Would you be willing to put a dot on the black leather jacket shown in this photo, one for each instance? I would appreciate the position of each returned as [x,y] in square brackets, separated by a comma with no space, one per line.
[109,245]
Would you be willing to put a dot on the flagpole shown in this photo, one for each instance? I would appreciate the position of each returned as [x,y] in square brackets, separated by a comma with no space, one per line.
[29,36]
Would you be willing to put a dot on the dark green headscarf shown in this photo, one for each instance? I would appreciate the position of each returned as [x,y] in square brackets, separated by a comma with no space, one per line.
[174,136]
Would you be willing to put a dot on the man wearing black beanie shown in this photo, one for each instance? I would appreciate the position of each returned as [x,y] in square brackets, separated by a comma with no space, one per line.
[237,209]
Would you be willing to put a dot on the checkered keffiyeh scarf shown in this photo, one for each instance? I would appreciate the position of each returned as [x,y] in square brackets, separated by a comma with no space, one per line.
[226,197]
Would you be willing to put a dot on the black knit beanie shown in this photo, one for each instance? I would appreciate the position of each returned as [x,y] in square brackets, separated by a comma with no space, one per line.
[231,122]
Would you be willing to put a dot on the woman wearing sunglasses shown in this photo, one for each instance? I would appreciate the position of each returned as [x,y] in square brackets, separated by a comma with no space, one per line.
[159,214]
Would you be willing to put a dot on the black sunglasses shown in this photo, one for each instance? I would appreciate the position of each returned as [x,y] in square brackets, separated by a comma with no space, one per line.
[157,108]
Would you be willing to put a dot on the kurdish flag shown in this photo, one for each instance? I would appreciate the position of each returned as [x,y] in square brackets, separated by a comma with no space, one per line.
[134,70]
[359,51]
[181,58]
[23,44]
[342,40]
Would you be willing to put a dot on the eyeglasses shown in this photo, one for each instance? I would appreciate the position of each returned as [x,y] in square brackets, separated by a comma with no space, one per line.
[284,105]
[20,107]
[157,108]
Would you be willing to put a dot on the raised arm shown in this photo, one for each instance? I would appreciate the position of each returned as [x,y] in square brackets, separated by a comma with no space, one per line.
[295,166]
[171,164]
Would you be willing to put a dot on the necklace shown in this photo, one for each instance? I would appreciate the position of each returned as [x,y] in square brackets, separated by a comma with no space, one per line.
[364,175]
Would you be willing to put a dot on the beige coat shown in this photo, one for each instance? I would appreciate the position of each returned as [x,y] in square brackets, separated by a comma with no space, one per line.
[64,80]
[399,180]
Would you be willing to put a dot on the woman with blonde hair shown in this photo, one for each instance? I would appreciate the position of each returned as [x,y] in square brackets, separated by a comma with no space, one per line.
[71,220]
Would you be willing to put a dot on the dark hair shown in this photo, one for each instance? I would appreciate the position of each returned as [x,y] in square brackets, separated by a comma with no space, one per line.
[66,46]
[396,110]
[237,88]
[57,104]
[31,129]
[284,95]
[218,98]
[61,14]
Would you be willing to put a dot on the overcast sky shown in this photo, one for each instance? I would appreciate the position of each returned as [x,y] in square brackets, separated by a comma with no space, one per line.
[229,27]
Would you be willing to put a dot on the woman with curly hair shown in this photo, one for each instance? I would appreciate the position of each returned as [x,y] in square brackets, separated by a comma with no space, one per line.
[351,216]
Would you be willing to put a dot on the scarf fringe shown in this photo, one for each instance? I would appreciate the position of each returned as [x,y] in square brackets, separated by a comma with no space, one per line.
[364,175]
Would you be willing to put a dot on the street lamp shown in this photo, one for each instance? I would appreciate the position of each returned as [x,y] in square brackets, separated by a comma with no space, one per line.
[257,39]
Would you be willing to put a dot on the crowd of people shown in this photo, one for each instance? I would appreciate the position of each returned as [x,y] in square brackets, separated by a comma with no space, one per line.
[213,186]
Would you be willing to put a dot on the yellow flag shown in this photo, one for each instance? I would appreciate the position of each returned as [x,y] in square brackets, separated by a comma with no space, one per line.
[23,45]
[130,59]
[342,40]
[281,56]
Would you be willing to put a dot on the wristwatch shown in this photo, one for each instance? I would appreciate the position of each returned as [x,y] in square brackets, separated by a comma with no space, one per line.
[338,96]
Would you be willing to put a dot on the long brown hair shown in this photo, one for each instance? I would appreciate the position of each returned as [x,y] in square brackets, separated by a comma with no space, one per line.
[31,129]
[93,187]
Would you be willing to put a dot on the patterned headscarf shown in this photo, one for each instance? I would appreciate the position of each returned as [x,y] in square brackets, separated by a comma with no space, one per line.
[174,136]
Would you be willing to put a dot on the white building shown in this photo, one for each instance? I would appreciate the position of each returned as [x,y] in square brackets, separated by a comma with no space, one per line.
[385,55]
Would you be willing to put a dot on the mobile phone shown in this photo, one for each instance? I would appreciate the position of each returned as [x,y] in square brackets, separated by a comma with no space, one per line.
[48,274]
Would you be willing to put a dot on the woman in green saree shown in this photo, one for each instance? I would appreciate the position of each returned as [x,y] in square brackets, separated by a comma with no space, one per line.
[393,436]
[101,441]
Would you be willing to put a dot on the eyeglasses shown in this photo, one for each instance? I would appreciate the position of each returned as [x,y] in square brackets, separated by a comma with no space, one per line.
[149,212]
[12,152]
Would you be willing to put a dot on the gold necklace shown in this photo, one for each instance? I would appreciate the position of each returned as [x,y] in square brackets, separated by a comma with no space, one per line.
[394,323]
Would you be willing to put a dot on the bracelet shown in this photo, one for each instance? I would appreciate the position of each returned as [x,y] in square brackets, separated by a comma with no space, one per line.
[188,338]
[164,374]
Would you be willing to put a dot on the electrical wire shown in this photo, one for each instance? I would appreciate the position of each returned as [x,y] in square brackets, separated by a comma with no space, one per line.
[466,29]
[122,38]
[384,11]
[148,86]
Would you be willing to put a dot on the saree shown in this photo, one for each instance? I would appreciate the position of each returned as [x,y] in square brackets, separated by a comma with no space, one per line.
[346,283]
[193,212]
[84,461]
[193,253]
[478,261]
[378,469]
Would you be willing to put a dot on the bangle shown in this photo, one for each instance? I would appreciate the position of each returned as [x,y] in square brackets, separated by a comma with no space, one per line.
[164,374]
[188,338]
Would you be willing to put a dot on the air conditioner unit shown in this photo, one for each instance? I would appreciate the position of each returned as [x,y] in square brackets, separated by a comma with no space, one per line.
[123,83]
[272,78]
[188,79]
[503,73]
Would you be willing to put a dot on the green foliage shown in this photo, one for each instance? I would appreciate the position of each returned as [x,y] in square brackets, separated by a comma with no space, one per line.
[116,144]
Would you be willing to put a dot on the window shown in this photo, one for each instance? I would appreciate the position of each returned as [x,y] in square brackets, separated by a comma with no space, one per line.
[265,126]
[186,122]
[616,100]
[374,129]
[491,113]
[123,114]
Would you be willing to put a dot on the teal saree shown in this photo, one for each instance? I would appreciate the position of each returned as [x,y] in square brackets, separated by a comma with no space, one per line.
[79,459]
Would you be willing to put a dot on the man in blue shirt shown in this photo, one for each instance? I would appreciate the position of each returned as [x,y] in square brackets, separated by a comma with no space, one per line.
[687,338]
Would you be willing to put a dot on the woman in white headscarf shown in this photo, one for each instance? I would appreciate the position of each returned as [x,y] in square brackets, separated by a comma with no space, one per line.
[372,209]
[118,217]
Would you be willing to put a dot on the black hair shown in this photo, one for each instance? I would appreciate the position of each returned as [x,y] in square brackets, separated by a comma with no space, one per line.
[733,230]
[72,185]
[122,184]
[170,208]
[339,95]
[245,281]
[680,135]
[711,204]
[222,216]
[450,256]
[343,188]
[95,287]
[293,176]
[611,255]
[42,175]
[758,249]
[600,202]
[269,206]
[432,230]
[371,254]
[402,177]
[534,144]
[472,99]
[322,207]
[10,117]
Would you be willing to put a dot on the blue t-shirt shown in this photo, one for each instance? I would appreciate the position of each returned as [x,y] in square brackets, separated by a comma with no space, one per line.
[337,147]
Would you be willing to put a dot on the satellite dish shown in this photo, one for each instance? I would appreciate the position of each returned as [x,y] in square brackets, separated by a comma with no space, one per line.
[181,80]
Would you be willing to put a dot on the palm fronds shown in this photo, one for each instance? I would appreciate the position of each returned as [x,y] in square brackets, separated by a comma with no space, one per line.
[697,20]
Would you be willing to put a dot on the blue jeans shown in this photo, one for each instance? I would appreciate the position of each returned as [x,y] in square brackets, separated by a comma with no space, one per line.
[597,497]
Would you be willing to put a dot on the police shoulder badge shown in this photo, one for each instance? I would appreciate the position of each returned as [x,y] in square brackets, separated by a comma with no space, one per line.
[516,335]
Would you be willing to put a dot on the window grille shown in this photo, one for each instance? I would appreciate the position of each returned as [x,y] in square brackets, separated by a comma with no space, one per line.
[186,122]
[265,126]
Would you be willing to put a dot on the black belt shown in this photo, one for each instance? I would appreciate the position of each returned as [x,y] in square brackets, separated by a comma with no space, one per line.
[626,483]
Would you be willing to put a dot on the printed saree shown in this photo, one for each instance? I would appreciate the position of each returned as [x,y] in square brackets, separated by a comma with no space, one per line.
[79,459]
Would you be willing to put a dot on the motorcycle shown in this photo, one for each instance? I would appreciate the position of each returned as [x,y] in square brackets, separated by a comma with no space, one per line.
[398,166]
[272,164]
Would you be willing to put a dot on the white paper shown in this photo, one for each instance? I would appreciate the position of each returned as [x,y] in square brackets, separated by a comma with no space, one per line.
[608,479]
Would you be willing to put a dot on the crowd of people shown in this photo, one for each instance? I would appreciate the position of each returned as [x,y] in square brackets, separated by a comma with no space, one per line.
════
**Activity**: Print again the material above, limited to the lines from the one holding "the window grille" through the last, inclusive.

**Result of this task**:
Would you be willing to put a dot on the window grille shown in this photo, one for each instance? I would appreciate the position of each returned as [x,y] in square brackets, separated by a comma with no space, one per line.
[186,122]
[265,126]
Would you be willing to put a dot on the black belt shown in this photo, one for each instance? I would appreciate the position of each returned as [x,y] in square brackets, separated by a comma with no space, one per line.
[626,483]
Would you be willing to put a dot on the printed saree shown in this photo, one for each instance? I would appreciate the position of each returned as [x,y] in square brackets, separated by a comma with no space, one per line.
[79,459]
Would you be willing to put a dot on the motorcycle shown in this photo, one for each instance? I would appreciate the position of each returned as [x,y] in square brackets, separated by a comma with no space, one per line.
[398,166]
[272,164]
Would you be willing to put a dot on the white paper shown in this photo, one for each instance? I would appreciate the position of each returned as [x,y] in square brackets, separated by a comma with no space, one per line.
[608,479]
Would you be willing to put a dot on the crowd of people shown in this photo, one for each instance? I would appreciate the position of each returned as [x,y] in square brackets, separated by a comma with no space, one per line.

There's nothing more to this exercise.